• RECORDS PROVIDED:
____

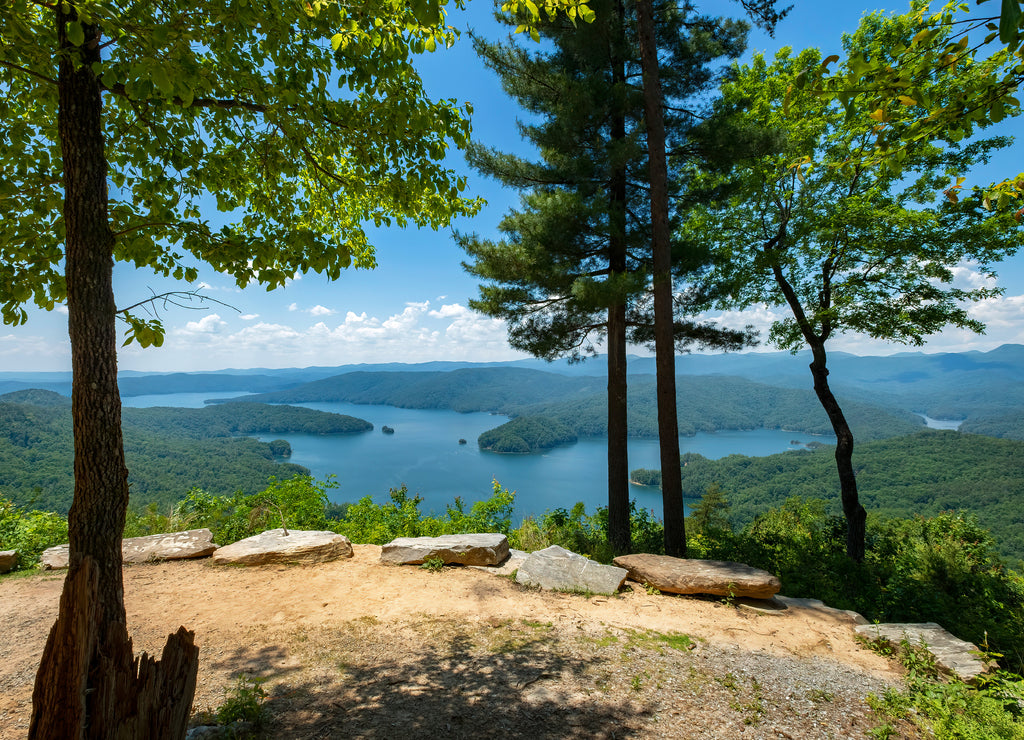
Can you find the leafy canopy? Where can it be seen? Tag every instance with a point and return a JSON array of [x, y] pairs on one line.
[[848, 245], [984, 46], [301, 121]]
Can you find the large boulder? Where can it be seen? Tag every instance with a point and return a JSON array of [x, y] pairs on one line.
[[558, 569], [8, 559], [453, 549], [54, 558], [955, 655], [717, 577], [508, 567], [174, 546], [293, 547]]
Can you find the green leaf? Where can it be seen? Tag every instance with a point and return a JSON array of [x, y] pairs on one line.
[[428, 12], [1010, 16], [76, 34]]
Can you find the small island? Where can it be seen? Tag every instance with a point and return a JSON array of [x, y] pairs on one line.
[[646, 477], [527, 434]]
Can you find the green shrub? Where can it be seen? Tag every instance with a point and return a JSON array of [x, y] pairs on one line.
[[295, 504], [942, 569], [366, 521], [244, 702], [30, 532], [588, 535], [993, 707]]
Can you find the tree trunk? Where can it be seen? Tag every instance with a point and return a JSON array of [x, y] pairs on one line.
[[665, 345], [856, 517], [619, 469], [88, 683]]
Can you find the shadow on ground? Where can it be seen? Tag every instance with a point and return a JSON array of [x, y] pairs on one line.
[[468, 684]]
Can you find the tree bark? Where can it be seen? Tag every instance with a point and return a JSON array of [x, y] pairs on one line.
[[856, 517], [87, 685], [619, 469], [854, 513], [665, 346]]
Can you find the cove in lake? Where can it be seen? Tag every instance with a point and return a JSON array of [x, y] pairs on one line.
[[425, 454]]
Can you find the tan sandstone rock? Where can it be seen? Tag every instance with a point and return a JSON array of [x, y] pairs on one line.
[[717, 577], [8, 559], [955, 655], [173, 546], [453, 549], [298, 547]]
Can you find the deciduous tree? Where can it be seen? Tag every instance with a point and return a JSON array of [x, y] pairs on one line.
[[845, 245], [120, 126]]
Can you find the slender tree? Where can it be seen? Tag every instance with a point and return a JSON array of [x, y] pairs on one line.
[[845, 245], [566, 268], [573, 265]]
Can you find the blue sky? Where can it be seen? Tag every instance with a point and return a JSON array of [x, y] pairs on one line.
[[413, 307]]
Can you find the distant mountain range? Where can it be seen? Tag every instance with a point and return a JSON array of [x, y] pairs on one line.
[[984, 389]]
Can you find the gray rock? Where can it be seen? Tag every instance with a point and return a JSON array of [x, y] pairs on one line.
[[8, 559], [509, 566], [558, 569], [175, 546], [54, 558], [953, 654], [298, 547], [717, 577], [457, 549]]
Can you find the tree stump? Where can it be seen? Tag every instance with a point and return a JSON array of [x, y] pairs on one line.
[[90, 686]]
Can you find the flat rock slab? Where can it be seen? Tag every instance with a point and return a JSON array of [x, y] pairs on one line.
[[8, 559], [511, 564], [717, 577], [175, 546], [953, 654], [273, 547], [452, 549], [557, 569]]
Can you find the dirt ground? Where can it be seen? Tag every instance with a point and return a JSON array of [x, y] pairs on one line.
[[357, 649]]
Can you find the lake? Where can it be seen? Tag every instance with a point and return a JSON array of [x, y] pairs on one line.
[[425, 454]]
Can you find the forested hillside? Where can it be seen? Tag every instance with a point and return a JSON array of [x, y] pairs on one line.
[[925, 473], [707, 403], [168, 450], [501, 390]]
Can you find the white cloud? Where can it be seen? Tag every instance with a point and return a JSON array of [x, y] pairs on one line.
[[968, 277], [211, 323], [446, 311], [420, 333]]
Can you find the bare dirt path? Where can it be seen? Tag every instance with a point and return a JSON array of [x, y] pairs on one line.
[[356, 649]]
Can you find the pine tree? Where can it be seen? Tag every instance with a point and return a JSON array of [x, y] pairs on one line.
[[572, 267]]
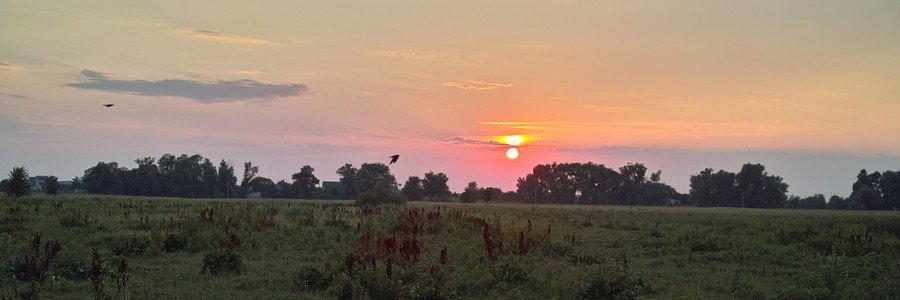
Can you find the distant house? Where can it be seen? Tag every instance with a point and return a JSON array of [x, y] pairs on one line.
[[38, 182]]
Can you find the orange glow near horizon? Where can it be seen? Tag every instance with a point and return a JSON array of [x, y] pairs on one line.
[[512, 140], [512, 153]]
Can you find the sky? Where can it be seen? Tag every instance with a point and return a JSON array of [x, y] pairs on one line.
[[810, 89]]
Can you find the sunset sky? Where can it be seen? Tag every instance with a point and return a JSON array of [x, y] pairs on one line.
[[811, 89]]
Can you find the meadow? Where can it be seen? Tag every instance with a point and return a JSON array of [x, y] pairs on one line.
[[86, 246]]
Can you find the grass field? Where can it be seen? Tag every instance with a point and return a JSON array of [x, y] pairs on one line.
[[186, 248]]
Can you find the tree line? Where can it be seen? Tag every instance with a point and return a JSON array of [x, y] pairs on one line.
[[193, 176]]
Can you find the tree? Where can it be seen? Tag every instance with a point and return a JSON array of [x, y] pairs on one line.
[[837, 202], [435, 185], [655, 177], [752, 187], [348, 178], [145, 179], [490, 193], [889, 185], [759, 189], [265, 186], [51, 186], [381, 193], [372, 174], [864, 198], [249, 173], [3, 185], [470, 194], [104, 178], [869, 191], [413, 189], [227, 181], [816, 201], [209, 180], [305, 182], [17, 183]]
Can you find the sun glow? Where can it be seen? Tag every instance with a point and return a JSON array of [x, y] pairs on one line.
[[512, 140], [512, 153]]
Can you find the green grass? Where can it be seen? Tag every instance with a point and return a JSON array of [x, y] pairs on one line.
[[291, 249]]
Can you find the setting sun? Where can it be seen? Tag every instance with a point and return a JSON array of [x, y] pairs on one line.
[[512, 153]]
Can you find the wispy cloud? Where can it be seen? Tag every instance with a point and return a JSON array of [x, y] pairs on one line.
[[477, 85], [15, 96], [9, 67], [217, 36], [212, 91], [396, 53]]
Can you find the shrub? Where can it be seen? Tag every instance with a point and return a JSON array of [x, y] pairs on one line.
[[380, 194], [613, 285], [222, 262], [174, 243], [311, 278], [128, 245]]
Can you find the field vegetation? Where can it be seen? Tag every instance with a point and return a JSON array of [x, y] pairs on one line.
[[89, 246]]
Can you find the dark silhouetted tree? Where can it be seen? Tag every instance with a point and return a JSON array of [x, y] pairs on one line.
[[837, 202], [305, 182], [816, 201], [104, 178], [435, 185], [51, 186], [889, 185], [264, 186], [227, 182], [471, 193], [413, 189], [489, 194], [249, 173], [867, 193], [371, 174], [17, 183], [209, 180], [348, 178]]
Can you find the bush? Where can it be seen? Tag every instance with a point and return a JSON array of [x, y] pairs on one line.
[[380, 194], [174, 243], [128, 245], [613, 285], [311, 278], [222, 262]]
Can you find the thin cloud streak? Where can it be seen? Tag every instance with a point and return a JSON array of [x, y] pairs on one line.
[[213, 91], [477, 85], [9, 67], [16, 96], [223, 37]]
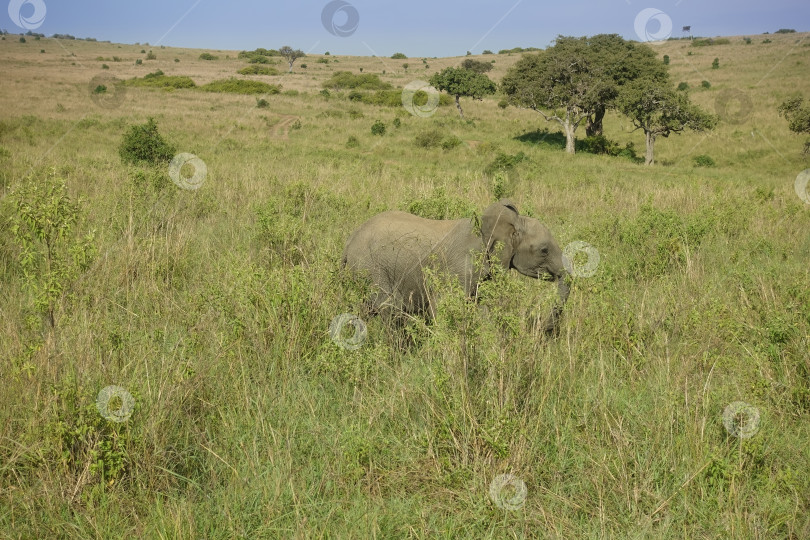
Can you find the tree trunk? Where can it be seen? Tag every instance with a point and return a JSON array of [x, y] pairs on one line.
[[594, 126], [569, 136], [650, 157], [458, 106]]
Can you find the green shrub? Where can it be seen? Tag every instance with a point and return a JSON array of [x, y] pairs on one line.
[[364, 81], [428, 139], [451, 141], [258, 70], [143, 144], [378, 128], [51, 255], [241, 86], [710, 41], [504, 162], [703, 161]]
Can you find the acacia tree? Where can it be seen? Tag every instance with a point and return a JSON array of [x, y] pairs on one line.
[[290, 54], [476, 65], [563, 84], [460, 82], [622, 62], [798, 117], [658, 109]]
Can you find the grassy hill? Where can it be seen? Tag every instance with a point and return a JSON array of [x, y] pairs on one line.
[[211, 308]]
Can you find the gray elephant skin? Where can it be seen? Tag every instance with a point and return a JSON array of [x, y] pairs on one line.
[[393, 249]]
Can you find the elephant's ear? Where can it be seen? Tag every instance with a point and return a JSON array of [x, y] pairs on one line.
[[499, 224]]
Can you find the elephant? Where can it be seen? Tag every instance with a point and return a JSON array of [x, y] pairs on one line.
[[393, 249]]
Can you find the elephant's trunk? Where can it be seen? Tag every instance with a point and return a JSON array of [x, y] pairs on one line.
[[552, 325]]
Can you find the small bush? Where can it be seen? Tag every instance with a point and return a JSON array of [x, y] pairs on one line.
[[450, 142], [428, 139], [703, 161], [158, 80], [258, 70], [439, 205], [143, 144], [259, 60], [241, 86], [347, 80], [378, 128]]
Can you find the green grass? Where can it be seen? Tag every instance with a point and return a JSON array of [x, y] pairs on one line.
[[258, 70], [241, 86], [212, 308]]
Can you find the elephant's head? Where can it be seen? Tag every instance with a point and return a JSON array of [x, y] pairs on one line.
[[528, 245]]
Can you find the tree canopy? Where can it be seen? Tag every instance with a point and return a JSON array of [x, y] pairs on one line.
[[291, 55], [460, 82], [798, 117], [565, 83], [659, 109], [476, 65]]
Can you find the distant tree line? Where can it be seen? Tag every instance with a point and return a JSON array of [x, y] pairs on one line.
[[577, 80]]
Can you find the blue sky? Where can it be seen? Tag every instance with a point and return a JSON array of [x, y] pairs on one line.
[[382, 27]]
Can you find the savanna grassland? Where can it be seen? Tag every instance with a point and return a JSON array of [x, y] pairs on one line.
[[212, 308]]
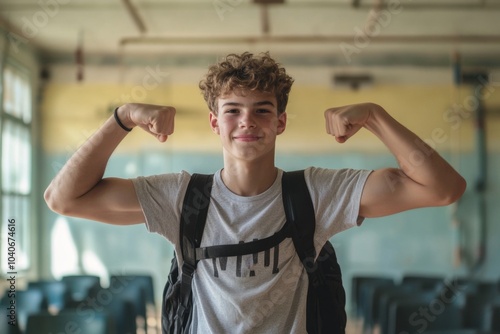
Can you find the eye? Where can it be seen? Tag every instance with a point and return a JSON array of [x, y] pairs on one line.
[[263, 111]]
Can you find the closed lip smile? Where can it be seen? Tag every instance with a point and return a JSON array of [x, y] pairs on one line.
[[246, 137]]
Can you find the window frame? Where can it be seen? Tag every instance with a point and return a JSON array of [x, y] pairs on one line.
[[25, 232]]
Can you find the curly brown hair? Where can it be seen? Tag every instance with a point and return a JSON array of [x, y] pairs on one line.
[[246, 72]]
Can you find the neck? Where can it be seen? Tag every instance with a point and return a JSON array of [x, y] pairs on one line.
[[246, 179]]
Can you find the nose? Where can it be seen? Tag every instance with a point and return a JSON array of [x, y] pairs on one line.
[[247, 120]]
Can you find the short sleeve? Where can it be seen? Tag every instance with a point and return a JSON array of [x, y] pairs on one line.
[[160, 197]]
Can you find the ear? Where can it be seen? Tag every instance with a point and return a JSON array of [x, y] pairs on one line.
[[281, 123], [214, 123]]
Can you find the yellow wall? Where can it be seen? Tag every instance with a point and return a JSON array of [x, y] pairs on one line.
[[71, 112]]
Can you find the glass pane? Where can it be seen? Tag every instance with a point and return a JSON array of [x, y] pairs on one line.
[[17, 94], [16, 158], [8, 93], [15, 236]]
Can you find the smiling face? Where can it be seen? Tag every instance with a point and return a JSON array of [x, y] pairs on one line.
[[248, 123]]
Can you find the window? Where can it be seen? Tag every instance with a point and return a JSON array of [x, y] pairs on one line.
[[16, 153]]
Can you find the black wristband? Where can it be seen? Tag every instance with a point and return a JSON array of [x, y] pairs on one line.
[[120, 122]]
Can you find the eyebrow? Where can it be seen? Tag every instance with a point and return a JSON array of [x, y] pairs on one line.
[[259, 103]]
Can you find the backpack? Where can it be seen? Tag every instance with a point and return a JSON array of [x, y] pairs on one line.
[[326, 295]]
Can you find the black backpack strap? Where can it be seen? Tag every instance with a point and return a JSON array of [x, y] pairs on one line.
[[299, 212], [193, 216]]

____

• WHAT THE TASK REQUIRES: Reproduce only the lines running from the one that contains "Can you find the eyebrow?" to the last line of the records.

• SOLUTION FOR THIS TASK:
Can you find the eyebrow? Where can it be seen? Tag every instance with a point and return a JSON array of [x, y] pairs on one line.
[[259, 103]]
Can you find the backpack? Where can it be seen? Tag every instance with a point and return a JSON array of [x, y] pairs on one line.
[[326, 295]]
Can you find the black backpack strap? Where can it be seen? Tag every instance with a point and return a JSON array of [x, y] pairs on one line.
[[299, 212], [193, 216]]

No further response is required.